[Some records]
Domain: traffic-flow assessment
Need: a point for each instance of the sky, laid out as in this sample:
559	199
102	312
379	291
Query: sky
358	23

→ Written request:
Format every line of the listing above as a JSON list of strings, with one string per line and no blank lines.

→ Written response:
[
  "Domain: traffic-flow assessment",
  "Need: a point for each instance of the sky, laid out as in this sample:",
  "559\t199",
  "102\t312",
  "379\t291",
  "Query: sky",
  "358\t23"
]